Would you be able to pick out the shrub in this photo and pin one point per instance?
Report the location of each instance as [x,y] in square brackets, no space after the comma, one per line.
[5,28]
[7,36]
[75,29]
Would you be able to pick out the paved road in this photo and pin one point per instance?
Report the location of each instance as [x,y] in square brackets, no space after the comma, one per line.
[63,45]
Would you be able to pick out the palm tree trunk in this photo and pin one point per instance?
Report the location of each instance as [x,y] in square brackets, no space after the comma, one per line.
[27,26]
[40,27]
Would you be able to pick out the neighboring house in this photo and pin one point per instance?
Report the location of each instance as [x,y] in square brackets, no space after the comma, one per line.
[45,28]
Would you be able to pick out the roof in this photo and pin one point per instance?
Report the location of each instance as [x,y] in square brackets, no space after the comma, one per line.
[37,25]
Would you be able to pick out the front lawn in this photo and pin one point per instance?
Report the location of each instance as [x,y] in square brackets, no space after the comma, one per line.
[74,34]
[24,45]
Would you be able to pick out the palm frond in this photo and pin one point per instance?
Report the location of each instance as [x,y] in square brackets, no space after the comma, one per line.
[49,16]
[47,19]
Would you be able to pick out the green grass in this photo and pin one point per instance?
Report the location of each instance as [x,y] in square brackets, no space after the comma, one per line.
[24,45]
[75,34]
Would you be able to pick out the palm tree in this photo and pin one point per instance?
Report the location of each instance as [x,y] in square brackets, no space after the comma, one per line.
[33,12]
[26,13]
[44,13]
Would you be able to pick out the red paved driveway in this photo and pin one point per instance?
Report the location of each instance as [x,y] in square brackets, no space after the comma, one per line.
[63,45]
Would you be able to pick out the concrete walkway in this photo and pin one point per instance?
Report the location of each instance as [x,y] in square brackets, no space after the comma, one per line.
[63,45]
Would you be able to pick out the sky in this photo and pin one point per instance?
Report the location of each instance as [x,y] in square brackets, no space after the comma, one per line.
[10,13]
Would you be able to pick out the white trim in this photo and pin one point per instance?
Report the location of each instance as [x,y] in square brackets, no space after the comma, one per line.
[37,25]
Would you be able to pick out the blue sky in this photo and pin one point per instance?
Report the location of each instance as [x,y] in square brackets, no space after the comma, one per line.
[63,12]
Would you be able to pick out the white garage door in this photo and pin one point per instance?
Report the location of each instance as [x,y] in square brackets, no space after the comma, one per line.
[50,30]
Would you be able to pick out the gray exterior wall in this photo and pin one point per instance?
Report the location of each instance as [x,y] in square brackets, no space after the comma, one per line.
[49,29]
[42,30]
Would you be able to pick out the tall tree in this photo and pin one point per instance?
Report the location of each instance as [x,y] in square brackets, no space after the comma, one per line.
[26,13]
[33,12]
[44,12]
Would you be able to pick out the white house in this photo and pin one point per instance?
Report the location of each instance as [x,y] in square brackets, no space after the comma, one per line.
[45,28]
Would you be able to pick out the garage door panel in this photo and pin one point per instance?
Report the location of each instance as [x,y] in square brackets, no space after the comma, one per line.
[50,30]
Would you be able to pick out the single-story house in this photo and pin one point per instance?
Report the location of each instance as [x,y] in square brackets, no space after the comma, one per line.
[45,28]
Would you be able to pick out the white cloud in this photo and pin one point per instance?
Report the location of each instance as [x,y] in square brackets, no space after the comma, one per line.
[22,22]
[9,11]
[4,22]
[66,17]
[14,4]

============

OBJETIVO DA TAREFA - Por favor, expresse todos os registros acima como um CSV de duas colunas, texto e resposta, com uma linha por registro. Coloque cada campo entre aspas e troque as quebras de linha por espaços.

RESULTADO ABAIXO -
texto,resposta
"Would you be able to pick out the shrub in this photo and pin one point per instance? Report the location of each instance as [x,y] in square brackets, no space after the comma, one per line.","[5,28] [7,36] [75,29]"
"Would you be able to pick out the paved road in this photo and pin one point per instance? Report the location of each instance as [x,y] in square brackets, no space after the comma, one per line.","[63,45]"
"Would you be able to pick out the palm tree trunk in this photo and pin one point per instance? Report the location of each instance as [x,y] in square brackets, no space after the comma, one per line.","[27,26] [40,27]"
"Would you be able to pick out the neighboring house in this photo and pin one point per instance? Report the location of each instance as [x,y] in square brackets, no space after the comma, one per line.","[45,28]"
"Would you be able to pick out the roof in this photo and pin one point per instance? Report the location of each instance as [x,y] in square brackets, no space after the comma, one per line.","[37,25]"
"Would you be able to pick out the front lawn in this photo and pin one point per instance? Report the location of each instance as [x,y] in square brackets, no space after the comma, one per line.","[74,34] [24,45]"
"Would you be able to pick out the palm frond in this photo and pin one point per instance? Report the location of each instance as [x,y] in square brackets, no space after the comma, one per line.","[49,16] [47,19]"
"Would you be able to pick out the green grass in this photo and pin one point per instance? Report the location of each instance as [x,y] in square brackets, no space after the comma, one per line.","[24,45] [75,34]"
"Would you be able to pick out the palm tree in this photo and pin one point per instance? Report the location of each instance as [x,y] in square brackets, no space after the comma, one per line.","[33,12] [26,13] [44,13]"
"Would you be able to pick out the red paved driveway in this photo and pin one point per instance? Report the location of each instance as [x,y] in square brackets, no space after the comma, one per line.","[63,45]"
"Would you be able to pick out the concrete walkway in this photo and pin one point per instance? Report the location of each instance as [x,y] in square brackets, no space after the comma, one per line.","[63,45]"
"Would you be able to pick out the sky in this photo and pin one point per instance? Report the location of each instance as [x,y] in square brackets, no space after the comma, one per line.","[10,13]"
"Would you be able to pick out the white trim in this photo and pin one point per instance? Report the location of each instance as [x,y] in square brackets, no space after the comma, one per line.","[37,25]"
"Would you be able to pick out the blue sky in this photo and pin one point per instance? Report the location of each instance as [x,y] in square brackets, no space after the comma, one per line.","[63,12]"
"Would you be able to pick out the white garage door in this photo and pin one point per instance? Report the location of each instance as [x,y] in square brackets, no space after the comma, one per line.","[50,30]"
"Would you be able to pick out the gray exterior wall in this photo and pin one point per instance? Report the location of each instance as [x,y] in square brackets, no space after the comma, one per line.","[49,29] [42,30]"
"Would you be able to pick out the tall tree in this photo and pin one point per instance? Report the location of each instance as [x,y] in square brackets, no space after the comma, one per line.","[26,13] [33,12] [44,12]"
"Would you be able to pick out the white house in this photo and pin one point per instance? Report the location of each instance as [x,y] in square brackets, no space after the comma, one per line.","[45,28]"
"Would you be able to pick out the garage door panel in this photo and pin one point per instance? Report the location of each instance as [x,y] in square brackets, no space after the comma, one per line.","[50,30]"
"Would you be able to pick out the single-story house in this photo and pin one point per instance? Report the location of each instance as [x,y] in square brackets, no space after the comma, one per line.","[45,28]"
"Would you be able to pick out the white cloud in this photo and pin one point per instance? Report the location of each instance as [x,y] in square brackets, no space after the comma, one per line.","[22,22] [9,11] [4,22] [66,17] [14,4]"